Stated goal — Locate "like [112, 134]." in the listing below, then output the line holding it and every line after it, exactly and with nothing else.

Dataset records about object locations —
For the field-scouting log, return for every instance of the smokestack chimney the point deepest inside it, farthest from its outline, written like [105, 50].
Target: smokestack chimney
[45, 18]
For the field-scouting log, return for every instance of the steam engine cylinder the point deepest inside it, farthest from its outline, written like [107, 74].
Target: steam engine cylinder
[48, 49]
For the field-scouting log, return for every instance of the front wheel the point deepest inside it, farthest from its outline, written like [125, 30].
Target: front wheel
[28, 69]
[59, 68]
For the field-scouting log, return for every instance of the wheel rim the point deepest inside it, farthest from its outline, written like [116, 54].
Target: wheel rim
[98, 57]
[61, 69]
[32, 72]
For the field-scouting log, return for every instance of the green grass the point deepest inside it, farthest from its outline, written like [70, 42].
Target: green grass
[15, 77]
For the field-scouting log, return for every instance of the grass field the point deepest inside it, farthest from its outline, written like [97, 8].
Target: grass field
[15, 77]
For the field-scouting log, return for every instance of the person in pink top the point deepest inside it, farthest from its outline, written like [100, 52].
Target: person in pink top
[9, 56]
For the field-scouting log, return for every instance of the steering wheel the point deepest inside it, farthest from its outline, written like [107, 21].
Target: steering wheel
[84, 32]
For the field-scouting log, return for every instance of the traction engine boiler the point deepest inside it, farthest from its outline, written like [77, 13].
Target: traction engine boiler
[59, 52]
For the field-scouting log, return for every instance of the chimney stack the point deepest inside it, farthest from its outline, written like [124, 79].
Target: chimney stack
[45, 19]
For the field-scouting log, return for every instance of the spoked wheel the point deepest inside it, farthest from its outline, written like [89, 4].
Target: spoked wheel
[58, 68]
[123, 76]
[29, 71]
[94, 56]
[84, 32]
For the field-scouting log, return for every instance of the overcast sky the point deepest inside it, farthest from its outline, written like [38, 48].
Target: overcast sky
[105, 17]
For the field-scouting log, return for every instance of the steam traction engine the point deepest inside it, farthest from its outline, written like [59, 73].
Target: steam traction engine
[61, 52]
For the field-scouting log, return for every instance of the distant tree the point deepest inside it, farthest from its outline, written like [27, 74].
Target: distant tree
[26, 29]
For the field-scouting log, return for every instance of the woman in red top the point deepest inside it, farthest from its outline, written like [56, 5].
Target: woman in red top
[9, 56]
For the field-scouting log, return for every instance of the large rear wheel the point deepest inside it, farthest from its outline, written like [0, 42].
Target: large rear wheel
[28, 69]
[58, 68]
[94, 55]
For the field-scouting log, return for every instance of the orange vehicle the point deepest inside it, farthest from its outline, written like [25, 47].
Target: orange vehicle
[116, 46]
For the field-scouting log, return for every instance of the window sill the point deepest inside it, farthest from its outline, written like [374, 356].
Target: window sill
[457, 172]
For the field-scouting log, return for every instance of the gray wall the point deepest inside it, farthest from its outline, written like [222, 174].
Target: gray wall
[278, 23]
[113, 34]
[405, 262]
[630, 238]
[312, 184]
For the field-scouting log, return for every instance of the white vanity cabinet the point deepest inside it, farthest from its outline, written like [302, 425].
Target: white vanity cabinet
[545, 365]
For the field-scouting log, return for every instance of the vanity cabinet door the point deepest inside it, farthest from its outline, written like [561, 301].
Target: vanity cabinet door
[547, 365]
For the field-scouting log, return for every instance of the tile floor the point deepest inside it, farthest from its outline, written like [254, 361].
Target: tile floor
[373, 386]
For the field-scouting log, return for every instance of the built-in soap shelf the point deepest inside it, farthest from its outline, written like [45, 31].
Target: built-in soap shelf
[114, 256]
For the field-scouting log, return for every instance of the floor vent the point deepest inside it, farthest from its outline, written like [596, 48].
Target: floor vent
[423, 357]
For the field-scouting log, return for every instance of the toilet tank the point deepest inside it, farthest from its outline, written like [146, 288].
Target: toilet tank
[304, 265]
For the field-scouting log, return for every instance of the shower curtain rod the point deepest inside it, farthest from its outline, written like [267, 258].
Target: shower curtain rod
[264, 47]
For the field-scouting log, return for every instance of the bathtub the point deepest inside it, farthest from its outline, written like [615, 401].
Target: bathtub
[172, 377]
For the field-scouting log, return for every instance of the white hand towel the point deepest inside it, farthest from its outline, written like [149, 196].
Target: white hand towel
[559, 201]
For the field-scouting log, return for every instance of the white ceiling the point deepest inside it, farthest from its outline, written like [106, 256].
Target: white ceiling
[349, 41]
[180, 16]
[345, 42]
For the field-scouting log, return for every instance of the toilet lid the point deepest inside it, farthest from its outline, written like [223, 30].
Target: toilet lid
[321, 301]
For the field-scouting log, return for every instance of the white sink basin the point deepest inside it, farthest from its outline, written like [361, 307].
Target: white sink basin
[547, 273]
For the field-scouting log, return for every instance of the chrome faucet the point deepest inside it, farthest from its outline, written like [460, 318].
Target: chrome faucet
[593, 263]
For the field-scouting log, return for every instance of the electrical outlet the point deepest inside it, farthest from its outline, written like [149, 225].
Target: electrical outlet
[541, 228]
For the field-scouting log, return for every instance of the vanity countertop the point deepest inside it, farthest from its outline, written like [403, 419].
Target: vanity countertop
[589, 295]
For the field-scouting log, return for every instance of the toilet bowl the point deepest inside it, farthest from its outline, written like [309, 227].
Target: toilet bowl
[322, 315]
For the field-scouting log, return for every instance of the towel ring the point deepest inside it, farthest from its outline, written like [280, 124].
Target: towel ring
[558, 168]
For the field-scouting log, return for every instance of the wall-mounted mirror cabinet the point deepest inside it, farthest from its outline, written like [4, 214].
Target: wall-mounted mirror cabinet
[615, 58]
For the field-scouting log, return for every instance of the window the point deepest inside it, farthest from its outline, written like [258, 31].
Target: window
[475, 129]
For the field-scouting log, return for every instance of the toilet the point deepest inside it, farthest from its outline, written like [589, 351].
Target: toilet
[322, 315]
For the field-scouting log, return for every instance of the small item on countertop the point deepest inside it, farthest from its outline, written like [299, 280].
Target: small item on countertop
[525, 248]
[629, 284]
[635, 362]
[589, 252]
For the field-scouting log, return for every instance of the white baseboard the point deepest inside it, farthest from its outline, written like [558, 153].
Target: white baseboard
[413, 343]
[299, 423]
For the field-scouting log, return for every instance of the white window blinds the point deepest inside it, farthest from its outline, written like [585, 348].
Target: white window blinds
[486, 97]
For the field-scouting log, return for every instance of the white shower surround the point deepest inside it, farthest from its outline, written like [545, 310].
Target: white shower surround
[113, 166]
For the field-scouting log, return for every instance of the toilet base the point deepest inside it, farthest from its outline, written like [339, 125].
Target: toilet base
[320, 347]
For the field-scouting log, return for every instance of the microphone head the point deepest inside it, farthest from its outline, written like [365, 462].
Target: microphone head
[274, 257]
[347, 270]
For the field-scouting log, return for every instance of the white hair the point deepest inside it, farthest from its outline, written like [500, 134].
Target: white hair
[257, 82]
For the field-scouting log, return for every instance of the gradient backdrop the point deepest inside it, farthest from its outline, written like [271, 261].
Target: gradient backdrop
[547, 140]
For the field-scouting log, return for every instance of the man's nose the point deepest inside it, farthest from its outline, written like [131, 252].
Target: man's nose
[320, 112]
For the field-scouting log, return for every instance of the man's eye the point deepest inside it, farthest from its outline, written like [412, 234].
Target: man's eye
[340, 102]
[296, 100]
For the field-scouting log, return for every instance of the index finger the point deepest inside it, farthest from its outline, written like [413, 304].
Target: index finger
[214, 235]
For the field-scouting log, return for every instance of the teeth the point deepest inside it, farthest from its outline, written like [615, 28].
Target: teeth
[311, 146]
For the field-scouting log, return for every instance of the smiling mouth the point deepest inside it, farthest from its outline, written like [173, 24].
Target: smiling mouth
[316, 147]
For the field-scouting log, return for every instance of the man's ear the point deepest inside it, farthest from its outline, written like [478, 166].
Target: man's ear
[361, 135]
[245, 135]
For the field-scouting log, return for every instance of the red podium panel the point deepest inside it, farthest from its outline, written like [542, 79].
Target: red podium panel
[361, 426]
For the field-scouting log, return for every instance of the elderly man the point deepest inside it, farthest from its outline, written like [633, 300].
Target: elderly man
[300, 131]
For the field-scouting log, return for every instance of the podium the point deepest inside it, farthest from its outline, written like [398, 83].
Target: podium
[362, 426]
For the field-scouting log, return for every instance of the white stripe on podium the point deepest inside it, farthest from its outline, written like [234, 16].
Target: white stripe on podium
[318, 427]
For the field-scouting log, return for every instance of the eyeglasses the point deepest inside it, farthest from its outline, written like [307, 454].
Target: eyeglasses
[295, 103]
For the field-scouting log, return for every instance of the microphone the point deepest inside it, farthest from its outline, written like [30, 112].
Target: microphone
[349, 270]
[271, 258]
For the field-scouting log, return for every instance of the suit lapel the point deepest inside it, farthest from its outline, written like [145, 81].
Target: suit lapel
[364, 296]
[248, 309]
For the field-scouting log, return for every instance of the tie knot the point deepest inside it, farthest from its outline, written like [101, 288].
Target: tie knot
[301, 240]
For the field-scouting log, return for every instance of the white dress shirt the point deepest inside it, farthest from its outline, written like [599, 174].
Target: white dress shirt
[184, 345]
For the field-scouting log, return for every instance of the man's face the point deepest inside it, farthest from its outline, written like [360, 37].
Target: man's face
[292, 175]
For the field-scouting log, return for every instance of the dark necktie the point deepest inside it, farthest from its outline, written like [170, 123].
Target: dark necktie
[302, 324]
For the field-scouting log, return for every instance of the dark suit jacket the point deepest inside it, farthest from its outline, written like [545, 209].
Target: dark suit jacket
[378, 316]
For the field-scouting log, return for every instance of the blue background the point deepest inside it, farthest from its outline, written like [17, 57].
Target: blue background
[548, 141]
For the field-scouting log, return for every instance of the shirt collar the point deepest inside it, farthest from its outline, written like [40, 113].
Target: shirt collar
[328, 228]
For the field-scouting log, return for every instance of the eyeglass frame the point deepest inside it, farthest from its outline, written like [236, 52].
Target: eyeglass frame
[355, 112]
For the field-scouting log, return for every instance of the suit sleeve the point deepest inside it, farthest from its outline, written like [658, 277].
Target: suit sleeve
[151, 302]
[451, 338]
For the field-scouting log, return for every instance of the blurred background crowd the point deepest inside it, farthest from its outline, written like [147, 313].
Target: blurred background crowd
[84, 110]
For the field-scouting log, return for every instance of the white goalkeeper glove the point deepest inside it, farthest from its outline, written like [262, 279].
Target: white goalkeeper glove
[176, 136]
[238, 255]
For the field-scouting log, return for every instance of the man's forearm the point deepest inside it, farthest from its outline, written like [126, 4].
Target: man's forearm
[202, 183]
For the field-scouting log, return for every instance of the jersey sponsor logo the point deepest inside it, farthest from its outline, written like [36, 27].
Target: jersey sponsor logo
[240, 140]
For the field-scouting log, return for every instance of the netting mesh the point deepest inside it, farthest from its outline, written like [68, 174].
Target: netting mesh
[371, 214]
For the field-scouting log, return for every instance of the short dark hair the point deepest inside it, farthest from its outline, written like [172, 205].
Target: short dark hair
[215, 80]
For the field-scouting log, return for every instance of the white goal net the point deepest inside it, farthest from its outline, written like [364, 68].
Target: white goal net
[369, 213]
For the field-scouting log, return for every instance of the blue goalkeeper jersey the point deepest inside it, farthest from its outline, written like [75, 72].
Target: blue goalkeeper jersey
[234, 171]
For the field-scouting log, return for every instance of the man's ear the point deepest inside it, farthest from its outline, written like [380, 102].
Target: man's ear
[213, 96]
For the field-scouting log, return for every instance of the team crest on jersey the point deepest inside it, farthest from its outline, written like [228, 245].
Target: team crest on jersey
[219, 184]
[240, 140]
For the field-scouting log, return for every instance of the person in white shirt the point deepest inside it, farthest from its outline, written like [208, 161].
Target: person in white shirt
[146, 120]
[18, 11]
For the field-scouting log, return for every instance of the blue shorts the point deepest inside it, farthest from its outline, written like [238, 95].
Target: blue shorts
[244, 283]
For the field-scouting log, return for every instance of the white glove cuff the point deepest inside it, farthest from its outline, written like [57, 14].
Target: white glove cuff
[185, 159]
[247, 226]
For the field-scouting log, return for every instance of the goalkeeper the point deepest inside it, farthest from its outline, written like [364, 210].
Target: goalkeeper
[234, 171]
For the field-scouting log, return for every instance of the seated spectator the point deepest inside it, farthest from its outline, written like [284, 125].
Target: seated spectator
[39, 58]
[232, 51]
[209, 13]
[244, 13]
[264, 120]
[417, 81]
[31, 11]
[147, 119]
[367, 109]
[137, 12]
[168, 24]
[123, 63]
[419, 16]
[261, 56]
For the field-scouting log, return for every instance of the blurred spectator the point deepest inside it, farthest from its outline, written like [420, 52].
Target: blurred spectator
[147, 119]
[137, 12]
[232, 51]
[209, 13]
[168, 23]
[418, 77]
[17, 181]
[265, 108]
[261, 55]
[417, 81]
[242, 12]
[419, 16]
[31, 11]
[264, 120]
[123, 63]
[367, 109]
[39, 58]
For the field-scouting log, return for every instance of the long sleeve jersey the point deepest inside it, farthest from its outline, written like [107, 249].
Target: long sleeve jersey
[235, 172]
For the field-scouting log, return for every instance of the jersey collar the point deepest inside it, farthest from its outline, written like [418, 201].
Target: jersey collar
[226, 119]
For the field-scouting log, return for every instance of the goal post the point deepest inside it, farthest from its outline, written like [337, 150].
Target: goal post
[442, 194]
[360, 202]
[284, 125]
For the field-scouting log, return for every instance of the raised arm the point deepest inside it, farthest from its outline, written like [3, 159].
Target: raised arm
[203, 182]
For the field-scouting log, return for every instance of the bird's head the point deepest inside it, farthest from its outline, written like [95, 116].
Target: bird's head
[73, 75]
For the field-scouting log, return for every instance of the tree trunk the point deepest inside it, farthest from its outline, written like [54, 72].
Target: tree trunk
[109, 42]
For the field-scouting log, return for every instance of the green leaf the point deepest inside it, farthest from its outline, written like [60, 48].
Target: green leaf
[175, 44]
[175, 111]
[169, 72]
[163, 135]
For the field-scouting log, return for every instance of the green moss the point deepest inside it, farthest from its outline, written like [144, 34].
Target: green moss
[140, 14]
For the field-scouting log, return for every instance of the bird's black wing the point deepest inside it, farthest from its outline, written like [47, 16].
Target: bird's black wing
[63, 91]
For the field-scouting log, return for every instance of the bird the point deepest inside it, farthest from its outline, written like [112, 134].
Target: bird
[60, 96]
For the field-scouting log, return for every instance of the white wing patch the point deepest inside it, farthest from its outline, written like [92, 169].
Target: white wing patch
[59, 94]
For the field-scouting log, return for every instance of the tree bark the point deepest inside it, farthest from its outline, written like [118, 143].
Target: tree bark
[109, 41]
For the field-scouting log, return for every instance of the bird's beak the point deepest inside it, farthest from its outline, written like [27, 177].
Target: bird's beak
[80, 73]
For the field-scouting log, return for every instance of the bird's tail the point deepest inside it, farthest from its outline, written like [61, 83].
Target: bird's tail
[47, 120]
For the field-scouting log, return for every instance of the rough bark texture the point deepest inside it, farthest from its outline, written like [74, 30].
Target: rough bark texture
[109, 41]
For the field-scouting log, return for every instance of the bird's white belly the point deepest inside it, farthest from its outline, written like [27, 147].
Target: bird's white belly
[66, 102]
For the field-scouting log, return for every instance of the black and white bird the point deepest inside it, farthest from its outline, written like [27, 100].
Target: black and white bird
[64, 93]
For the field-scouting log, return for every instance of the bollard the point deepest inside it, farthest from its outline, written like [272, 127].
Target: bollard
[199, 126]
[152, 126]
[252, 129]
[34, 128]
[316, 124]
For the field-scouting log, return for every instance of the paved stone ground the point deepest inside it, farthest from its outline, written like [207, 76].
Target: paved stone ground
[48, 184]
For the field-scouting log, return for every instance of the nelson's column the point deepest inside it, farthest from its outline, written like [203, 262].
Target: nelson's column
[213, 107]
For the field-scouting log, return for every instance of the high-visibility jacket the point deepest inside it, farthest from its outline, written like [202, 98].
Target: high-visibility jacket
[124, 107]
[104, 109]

Worked solution —
For the field-scouting log, return for every instance of the bird the point deepest inside it, farthest from its outline, written like [112, 134].
Target: bird
[60, 96]
For the field-scouting log, return for every instance of the white wing patch the point deepest inside it, farthest from its outline, written like [92, 169].
Target: white wing patch
[59, 94]
For the field-scouting log, return for every instance of the tree bark the point deepest inside it, farthest from its outline, written like [118, 143].
Target: tree bark
[109, 41]
For the field-scouting log, return for every instance of the bird's beak the point deepest inside it, farthest from its outline, written like [27, 177].
Target: bird's beak
[80, 73]
For the field-scouting log, return for every instance of the bird's tail the point deepest inside it, farthest from its outline, written like [61, 83].
Target: bird's tail
[47, 120]
For the field-scouting log, return for every instance of the rough bark texture the point deepest inside it, farthest from its outline, written like [74, 30].
Target: rough bark texture
[109, 41]
For the field-scouting log, return for every instance of the bird's white belly the point deepest inside it, farthest from its outline, written like [27, 147].
Target: bird's white belly
[66, 102]
For the field-scouting log, return for every instance of the black and white bird the point deepest inside it, farthest from its outline, written like [27, 100].
Target: black and white bird
[64, 93]
For the field-scouting log, return for every instance of the bollard the point deepest inside it, farthest from its outline, written like [272, 127].
Target: bollard
[199, 126]
[152, 126]
[252, 129]
[34, 128]
[316, 124]
For the field-scouting log, return for every instance of the paved stone ground the point deepest inside it, farthest from its outline, written like [207, 76].
Target: paved stone ground
[48, 184]
For the field-scouting log, return for every instance of the nelson's column the point deepest inside it, farthest from its outline, written like [203, 262].
Target: nelson's column
[213, 107]
For the field-scouting log, return for every instance of the high-visibility jacket the point deepest inside it, farthest from its outline, written like [202, 98].
Target: high-visibility jacket
[124, 107]
[104, 109]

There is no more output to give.